[Items from a data source]

----

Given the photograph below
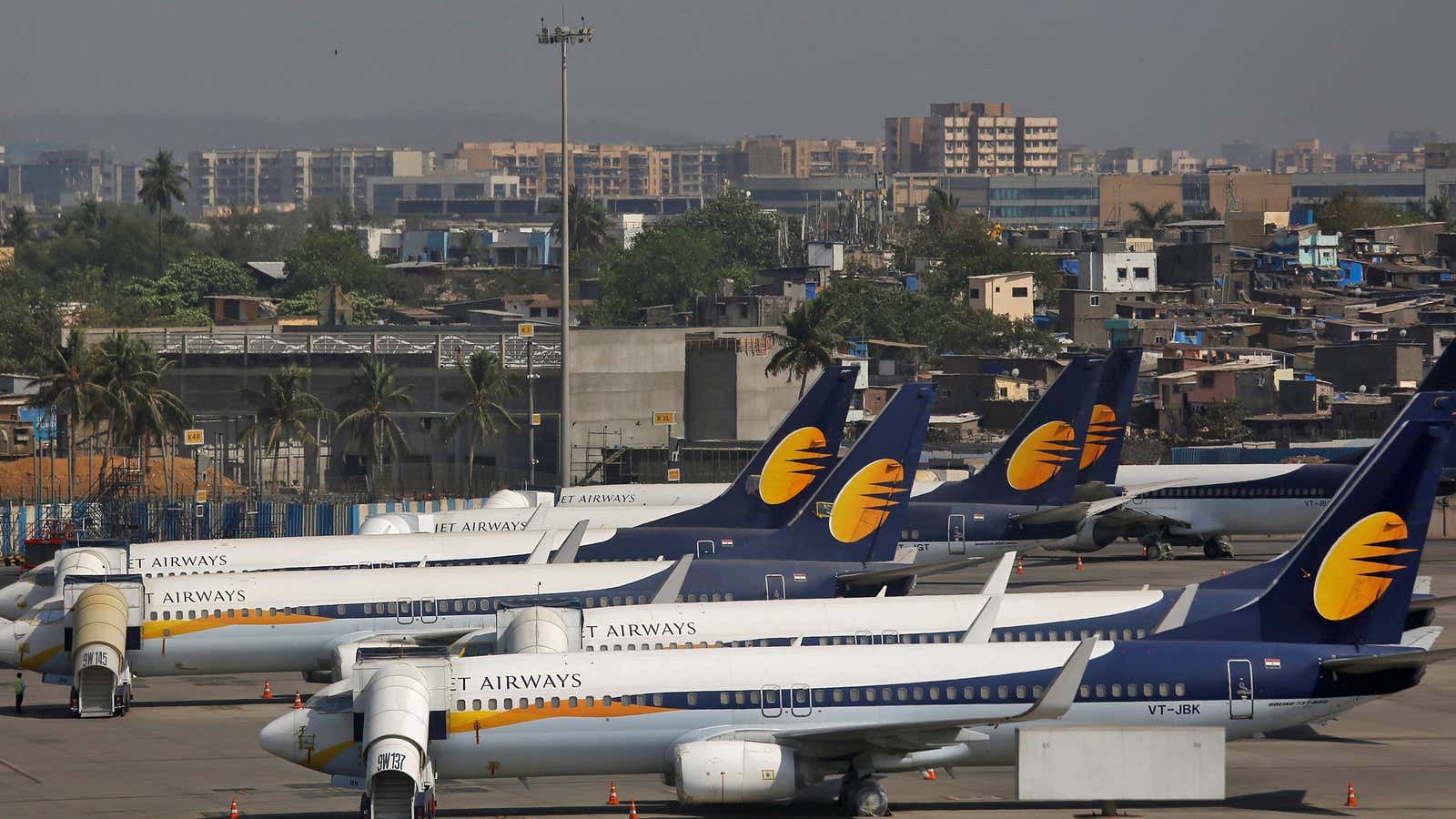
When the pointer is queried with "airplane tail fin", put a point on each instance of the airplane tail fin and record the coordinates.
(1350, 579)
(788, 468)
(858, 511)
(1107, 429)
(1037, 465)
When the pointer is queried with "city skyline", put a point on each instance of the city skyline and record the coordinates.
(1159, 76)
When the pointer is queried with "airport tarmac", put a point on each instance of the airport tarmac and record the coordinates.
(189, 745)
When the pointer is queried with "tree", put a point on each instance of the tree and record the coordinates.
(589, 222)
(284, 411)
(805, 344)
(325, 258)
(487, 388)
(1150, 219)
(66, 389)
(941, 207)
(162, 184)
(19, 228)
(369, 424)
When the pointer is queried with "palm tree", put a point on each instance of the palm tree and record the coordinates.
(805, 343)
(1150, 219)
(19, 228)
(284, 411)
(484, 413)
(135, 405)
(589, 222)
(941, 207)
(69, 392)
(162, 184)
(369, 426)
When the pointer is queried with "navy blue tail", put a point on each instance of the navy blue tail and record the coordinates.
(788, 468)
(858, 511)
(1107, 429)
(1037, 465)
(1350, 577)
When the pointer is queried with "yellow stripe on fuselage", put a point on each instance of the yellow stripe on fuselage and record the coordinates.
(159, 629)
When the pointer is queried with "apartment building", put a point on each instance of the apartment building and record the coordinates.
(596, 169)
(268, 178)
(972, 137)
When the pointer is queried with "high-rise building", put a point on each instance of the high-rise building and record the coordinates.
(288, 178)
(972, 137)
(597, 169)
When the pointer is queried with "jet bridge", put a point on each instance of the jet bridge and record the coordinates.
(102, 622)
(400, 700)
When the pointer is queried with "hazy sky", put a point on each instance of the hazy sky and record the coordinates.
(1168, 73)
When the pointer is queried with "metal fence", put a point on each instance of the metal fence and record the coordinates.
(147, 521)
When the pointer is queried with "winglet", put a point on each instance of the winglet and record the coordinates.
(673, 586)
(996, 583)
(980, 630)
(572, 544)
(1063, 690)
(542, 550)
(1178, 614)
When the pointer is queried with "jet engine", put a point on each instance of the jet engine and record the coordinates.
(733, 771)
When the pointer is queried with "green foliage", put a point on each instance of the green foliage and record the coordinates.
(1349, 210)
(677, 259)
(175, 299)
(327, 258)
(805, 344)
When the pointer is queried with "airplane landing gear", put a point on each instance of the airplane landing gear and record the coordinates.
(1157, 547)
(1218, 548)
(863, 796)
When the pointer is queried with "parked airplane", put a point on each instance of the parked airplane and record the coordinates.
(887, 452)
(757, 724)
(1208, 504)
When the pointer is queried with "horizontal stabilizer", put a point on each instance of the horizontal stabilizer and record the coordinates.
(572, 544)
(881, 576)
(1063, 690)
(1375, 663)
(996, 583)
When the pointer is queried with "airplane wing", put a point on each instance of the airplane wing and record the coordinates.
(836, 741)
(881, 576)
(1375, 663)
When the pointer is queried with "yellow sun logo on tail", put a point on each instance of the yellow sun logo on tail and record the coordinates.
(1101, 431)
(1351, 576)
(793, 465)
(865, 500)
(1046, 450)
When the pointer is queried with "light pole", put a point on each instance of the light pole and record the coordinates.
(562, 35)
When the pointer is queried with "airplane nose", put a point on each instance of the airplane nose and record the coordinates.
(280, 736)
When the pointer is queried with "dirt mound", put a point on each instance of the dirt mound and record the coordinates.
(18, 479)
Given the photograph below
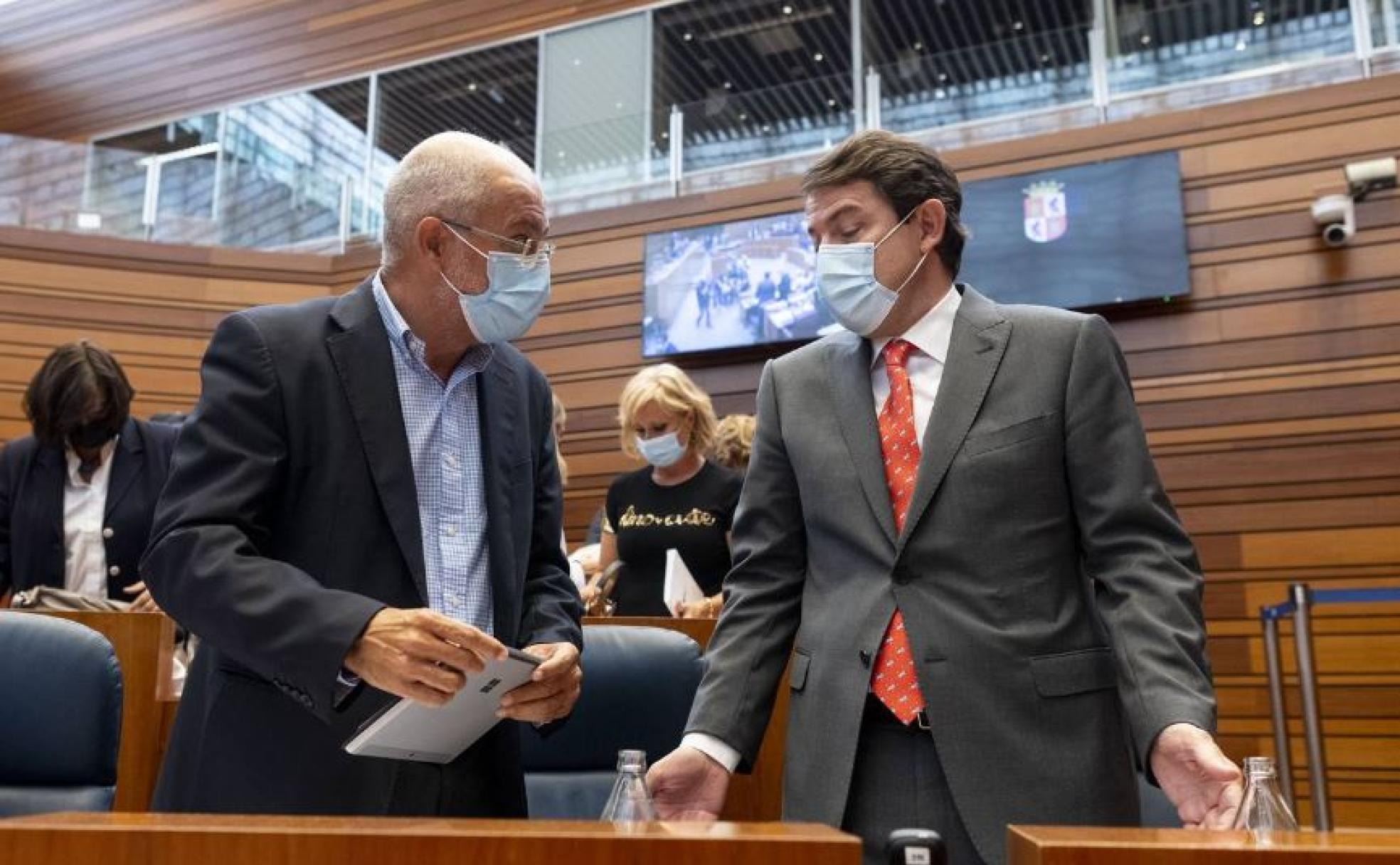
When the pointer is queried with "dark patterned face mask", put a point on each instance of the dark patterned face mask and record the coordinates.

----

- _TASK ITEM_
The response should repeat each record precisely and contain no pictures.

- _TASK SOLUTION_
Given the photograph below
When the pointer is queried with "airplane tail fin", put a point on each instance of the airplane tail fin and record the coordinates.
(1350, 579)
(788, 468)
(858, 511)
(1107, 429)
(1037, 465)
When the pointer is queried with "city skyline", put a point on each instance of the city skyline and record the coordinates.
(1159, 76)
When the pointer is queried with "airport tarmac", put a point on each instance of the airport tarmac and record the coordinates.
(189, 745)
When the pointer is queried with "tree", put a point on each instance of the tree and record the coordinates.
(589, 222)
(284, 411)
(805, 344)
(325, 258)
(487, 388)
(1150, 219)
(66, 389)
(941, 207)
(162, 184)
(19, 228)
(369, 424)
When the pointer is queried with "palm tree", put a point on each instance of the palm tree and record the coordinates.
(805, 343)
(1150, 219)
(19, 228)
(284, 411)
(484, 413)
(135, 405)
(589, 222)
(941, 207)
(69, 392)
(162, 184)
(369, 426)
When the pointer is queried with "navy blue tail", put a point on each instance of the navy blue tail and record the coordinates.
(788, 468)
(858, 511)
(1107, 429)
(1037, 465)
(1350, 577)
When the pointer is queried with "yellow stripe on fuselage", put a point on each instance of the yellow stripe on fuselage and record the coordinates.
(159, 629)
When the pointer is queried with "apartment building", put a point on each instance of the apartment building and record the coordinates.
(596, 169)
(268, 178)
(972, 137)
When the pointer is queried with "high-rise building", put a point on each instance of the high-rise building and record the coordinates.
(288, 178)
(972, 137)
(597, 169)
When the pointer is queried with "jet bridge", put a point on each instance of the jet bridge and record the coordinates.
(102, 622)
(400, 700)
When the pointer is queried with "hazy sky", put a point on each instance of the hazy sky and record the coordinates.
(1168, 73)
When the pointer is queried with "metal fence", put a point on each instance of the metal fence and record the coordinates.
(147, 521)
When the pointer is queried with "winglet", put a point on each instance of the winglet and record the coordinates.
(673, 586)
(996, 583)
(980, 630)
(572, 544)
(1063, 690)
(542, 550)
(1178, 614)
When the pointer is queried with "jet engine", put a point on each instance of the jet engine and record the coordinates.
(733, 771)
When the pointer is queried with "green foliage", put a point on each instance of the green foliage and record the coordinates.
(1349, 210)
(677, 259)
(175, 299)
(327, 258)
(805, 344)
When the pointer is queried with "airplane landing gear", put a point on each instance of the airplane landing gear and record the coordinates.
(1157, 547)
(1218, 548)
(863, 796)
When the pointer is queried with "parked airplane", put a point on each instance of the parked airplane and record the coordinates.
(887, 452)
(757, 724)
(1208, 504)
When the pointer is queried with "horizontal stabilizer", put a point on each instance of the horizontal stabilizer and record the coordinates.
(572, 544)
(881, 576)
(1063, 690)
(1375, 663)
(996, 583)
When the pointer is queried with "airplane wing", put a point on each instance of the airplane wing and record the coordinates.
(836, 741)
(881, 576)
(1375, 663)
When the pointer is queried with "yellow sun logo on tail", put a point on each instance of the yellow sun logo on tail and record the coordinates.
(1101, 431)
(1351, 576)
(793, 465)
(865, 500)
(1046, 450)
When the pointer is queried with "light pole", put a point on each instance of the light pole and record the coordinates.
(562, 35)
When the pointer is queried with "airplane nose", put a point on each instance of the airplane nose and record the coordinates.
(280, 736)
When the pointer is queried with "dirt mound", put a point on each instance of the dirt mound and record the coordinates.
(18, 479)
Given the photograph below
When the pointer is queried with "dark patterned face mask", put a point on each instance of the dark patterned face mask and record the coordinates.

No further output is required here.